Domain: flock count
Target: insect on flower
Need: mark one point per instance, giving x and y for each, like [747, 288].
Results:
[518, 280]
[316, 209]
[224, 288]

= = = = =

== EXERCISE ==
Now that the records have been shown, restate each one word for word.

== RESULT ==
Domain: flock count
Target: insect on flower
Need: mark one point per instance, giving x and y for each, like [747, 288].
Results:
[518, 280]
[316, 209]
[224, 288]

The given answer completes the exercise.